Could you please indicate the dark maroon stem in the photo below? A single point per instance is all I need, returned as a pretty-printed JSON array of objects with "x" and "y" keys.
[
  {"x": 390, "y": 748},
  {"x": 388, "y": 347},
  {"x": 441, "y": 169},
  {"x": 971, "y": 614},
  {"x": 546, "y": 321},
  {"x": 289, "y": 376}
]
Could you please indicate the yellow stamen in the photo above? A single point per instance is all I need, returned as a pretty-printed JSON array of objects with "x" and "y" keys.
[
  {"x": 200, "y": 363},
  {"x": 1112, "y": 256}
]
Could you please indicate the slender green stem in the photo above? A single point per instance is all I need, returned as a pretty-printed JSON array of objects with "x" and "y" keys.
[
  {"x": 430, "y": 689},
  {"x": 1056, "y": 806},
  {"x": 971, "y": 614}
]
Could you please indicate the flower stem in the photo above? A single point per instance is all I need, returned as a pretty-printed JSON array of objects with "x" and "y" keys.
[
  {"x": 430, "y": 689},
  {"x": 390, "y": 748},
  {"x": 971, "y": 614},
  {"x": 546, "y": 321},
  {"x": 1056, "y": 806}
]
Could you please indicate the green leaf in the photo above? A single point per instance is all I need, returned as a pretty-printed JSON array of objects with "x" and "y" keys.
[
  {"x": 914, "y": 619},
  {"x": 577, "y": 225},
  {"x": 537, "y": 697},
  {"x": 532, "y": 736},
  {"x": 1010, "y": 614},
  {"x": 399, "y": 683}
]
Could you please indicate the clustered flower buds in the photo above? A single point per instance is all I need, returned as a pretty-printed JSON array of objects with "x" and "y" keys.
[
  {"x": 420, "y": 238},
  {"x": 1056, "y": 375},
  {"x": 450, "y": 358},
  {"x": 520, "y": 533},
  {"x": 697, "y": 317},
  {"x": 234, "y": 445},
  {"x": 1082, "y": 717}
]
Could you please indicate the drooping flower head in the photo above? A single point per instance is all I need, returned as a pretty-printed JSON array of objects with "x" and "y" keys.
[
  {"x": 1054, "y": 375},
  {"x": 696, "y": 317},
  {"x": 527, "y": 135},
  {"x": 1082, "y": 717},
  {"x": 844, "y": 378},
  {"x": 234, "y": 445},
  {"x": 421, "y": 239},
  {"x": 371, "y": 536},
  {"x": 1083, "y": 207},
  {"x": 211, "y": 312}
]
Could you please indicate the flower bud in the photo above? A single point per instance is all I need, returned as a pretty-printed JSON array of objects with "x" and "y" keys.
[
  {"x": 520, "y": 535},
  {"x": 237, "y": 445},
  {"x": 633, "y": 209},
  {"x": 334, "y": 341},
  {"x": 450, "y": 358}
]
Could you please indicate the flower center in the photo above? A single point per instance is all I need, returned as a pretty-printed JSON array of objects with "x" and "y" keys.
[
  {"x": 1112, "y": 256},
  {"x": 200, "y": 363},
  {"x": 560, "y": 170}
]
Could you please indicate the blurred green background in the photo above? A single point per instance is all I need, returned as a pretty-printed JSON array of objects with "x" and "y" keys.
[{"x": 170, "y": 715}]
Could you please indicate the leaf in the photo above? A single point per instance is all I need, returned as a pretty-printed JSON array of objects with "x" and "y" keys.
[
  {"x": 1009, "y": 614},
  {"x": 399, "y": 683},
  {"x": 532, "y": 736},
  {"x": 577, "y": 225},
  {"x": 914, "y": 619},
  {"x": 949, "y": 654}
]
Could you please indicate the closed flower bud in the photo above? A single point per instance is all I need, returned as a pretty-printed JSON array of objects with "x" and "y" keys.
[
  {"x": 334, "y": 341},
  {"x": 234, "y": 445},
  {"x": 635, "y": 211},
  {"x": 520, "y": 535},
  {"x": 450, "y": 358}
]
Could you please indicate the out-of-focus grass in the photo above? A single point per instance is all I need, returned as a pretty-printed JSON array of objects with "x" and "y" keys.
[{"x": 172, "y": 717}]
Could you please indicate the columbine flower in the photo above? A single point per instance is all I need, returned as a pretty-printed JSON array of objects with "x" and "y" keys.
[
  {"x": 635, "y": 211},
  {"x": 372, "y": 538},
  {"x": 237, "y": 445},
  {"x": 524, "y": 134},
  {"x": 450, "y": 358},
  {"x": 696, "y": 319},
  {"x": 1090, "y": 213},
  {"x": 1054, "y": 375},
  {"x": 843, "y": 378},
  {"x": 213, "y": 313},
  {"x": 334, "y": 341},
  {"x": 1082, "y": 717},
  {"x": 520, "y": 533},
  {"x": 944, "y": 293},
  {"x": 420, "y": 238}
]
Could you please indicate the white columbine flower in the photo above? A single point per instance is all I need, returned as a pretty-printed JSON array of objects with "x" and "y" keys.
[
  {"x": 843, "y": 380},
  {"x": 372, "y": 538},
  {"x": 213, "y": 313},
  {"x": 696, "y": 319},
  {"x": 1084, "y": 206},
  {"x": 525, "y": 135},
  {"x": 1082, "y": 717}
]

========================

**Problem requirements**
Could you write out everything from the line containing "Could you please indicate the white" down to the end of the entries, with the requests left as they are but every x and y coordinate in the answers scaled by 0.45 and rounded to a whole number, halves rounding up?

**Finished task**
Could you please indicate the white columbine flower in the photo above? A single point per instance is all I need, returned as a pretty-printed JSON array of objects with "x" and "y" keys.
[
  {"x": 379, "y": 171},
  {"x": 167, "y": 242},
  {"x": 96, "y": 141},
  {"x": 313, "y": 144},
  {"x": 488, "y": 93},
  {"x": 236, "y": 61},
  {"x": 487, "y": 323}
]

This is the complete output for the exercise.